## DATA RECORDS
┌──

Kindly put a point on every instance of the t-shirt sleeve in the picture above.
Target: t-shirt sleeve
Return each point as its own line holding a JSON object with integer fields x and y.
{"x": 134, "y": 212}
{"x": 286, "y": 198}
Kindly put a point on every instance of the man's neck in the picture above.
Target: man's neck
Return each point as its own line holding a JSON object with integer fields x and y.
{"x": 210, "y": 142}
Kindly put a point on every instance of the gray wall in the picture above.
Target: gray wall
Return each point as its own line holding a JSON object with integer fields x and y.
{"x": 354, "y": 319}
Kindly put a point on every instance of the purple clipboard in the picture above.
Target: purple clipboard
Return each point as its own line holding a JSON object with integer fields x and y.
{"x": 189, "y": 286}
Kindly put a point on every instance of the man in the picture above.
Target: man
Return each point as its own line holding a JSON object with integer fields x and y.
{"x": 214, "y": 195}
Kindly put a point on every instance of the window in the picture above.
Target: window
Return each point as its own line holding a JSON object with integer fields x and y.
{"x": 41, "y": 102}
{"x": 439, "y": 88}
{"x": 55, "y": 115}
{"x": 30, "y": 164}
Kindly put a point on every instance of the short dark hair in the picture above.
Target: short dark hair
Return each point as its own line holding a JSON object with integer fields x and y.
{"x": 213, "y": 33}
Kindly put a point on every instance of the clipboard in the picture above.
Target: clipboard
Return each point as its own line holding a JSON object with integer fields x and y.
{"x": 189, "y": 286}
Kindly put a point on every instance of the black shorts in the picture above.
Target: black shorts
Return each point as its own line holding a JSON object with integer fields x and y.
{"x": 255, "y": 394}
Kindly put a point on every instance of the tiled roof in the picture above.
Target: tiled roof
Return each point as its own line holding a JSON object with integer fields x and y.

└──

## TASK GOAL
An exact copy of every record above is required.

## TASK SOLUTION
Kindly put a point on every instance of the t-shirt sleeve in the picture above.
Target: t-shirt sleeve
Return each point as its own line holding a JSON object with integer fields x and y.
{"x": 134, "y": 212}
{"x": 286, "y": 198}
Kindly put a point on every instance of the man's neck in the picture above.
Target: man's neck
Return each point as its own line holding a JSON object with integer fields x and y.
{"x": 210, "y": 142}
Kindly put a point on every instance of the gray wall in the picture above.
Target: gray wall
Return each point as its own line holding a JSON object with integer fields x and y.
{"x": 354, "y": 319}
Kindly put a point on every instance of the purple clipboard in the picture above.
Target: purple clipboard
Return each point as its own line holding a JSON object with integer fields x and y.
{"x": 189, "y": 286}
Kindly put a point on every instance of the man in the picture above.
Target: man
Return each point as its own line holding a JSON object with integer fields x and y.
{"x": 214, "y": 195}
Kindly put a point on every instance of the window in the picture above.
Target: window
Return each point as its own line holding a JSON object with integer fields x and y.
{"x": 41, "y": 102}
{"x": 439, "y": 88}
{"x": 55, "y": 115}
{"x": 30, "y": 164}
Kindly put a point on every instance of the short dark hair in the picture above.
Target: short dark hair
Return each point as its own line holding a JSON object with integer fields x and y.
{"x": 213, "y": 33}
Kindly put a point on every instance of the clipboard in the picture above.
Target: clipboard
Return each point as its own line holding a JSON object with integer fields x and y.
{"x": 189, "y": 286}
Kindly put a point on every instance of the black shorts in the picture above.
Target: black shorts
Return each point as its own line holding a JSON object with integer fields x and y.
{"x": 255, "y": 394}
Kindly put a point on every instance of the tiled roof in the picture above.
Target: tiled roof
Return each point as its own line holding a JSON object with integer fields x and y.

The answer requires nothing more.